Source excerpt:
The banks of the Miño


We did a different route for our Sunday walk this week.

“I’m fed up with hills,” I said.

From our A Casa do Campo, it’s impossible to walk anywhere without a hill – either up into town or down to the rio, and then there’s the corresponding one on the other side.

“I know,” I said. “Let’s walk along the Miño. That’s flat.”

And indeed it is – sort of.


We drive the fifteen minutes from home along winding roads edged with the colours of spring – soft mauves of the wild heather and the golden, egg-yolk yellow of the honey-scented gorse.


We cross the river Miño and parked up next to the huge iron bridge. This bridge was built to replace the old Ponte Fortes, a low stone-arched bridge which was itself built to cross the river in the 1940s as an alternative to the boat service which used to ferry people from one side to the other. The Ponte Fortes was built using cheap local labour and Franco's political prisoners, but its days were numbered before it was even built, as plans were already in place to dam the valley.

Buttercups edge the Belesar reservoir


With a capacity of 654.5 hm3 (hectometres cubed, or 654.5 million cubic metres) the Belesar reservoir is the largest in Galicia.

There's another bridge below the waters down there


The valley, and the old bridge, were flooded in 1963. The boats had to return to service for a further three years before the existing iron bridge, known as the Bridge of Screws due to its construction, was built high above the river.

The bridge of screws and a green lane


The track we want runs along the ridge of the Miño on the south bank.


We wander beneath cherry trees in full bloom, their petals falling on our heads like confetti.

Beneath cherries and cliff faces

The high cliff on our right is imposing. Slate sheers off regularly and in places rivulets run down its grey face as tiny streams make their way to the river many metres below. Underfoot, the track isn’t as level as I remember. Something – probably a badger or wild boar, has been crazily digging up turfs of grass. These lie haphazardly in clumps, their roots facing the sky.

Delicate wild daffodils and golden buttercups against the slate rocks


We pick our way around them to be confronted by a meadow of tiny wild daffodils and golden buttercups, hugging the cliff down to the river way below us. The daffodils look so delicate with their almost white reflexed petals and narrow stems.

Delicate daffs and vicious brambles

The blackberries have taken over since we last visited. It looks like no one has walked down here for a while. Brambles lie in wait underfoot to trip me and, while I am looking at my feet, another snatches my cap, dangling it from gnarled fingers, waving it at me.

Exercise goal:
Please set down, word for word, the stretch of the Miño walk text from "The valley, and" through "the south bank.". The data that comes next has no role in this.

Data segment:
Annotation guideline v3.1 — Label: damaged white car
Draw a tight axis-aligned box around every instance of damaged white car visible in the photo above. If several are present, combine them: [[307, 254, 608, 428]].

Answer to the exercise:
The valley, and the old bridge, were flooded in 1963. The boats had to return to service for a further three years before the existing iron bridge, known as the Bridge of Screws due to its construction, was built high above the river.

The bridge of screws and a green lane


The track we want runs along the ridge of the Miño on the south bank.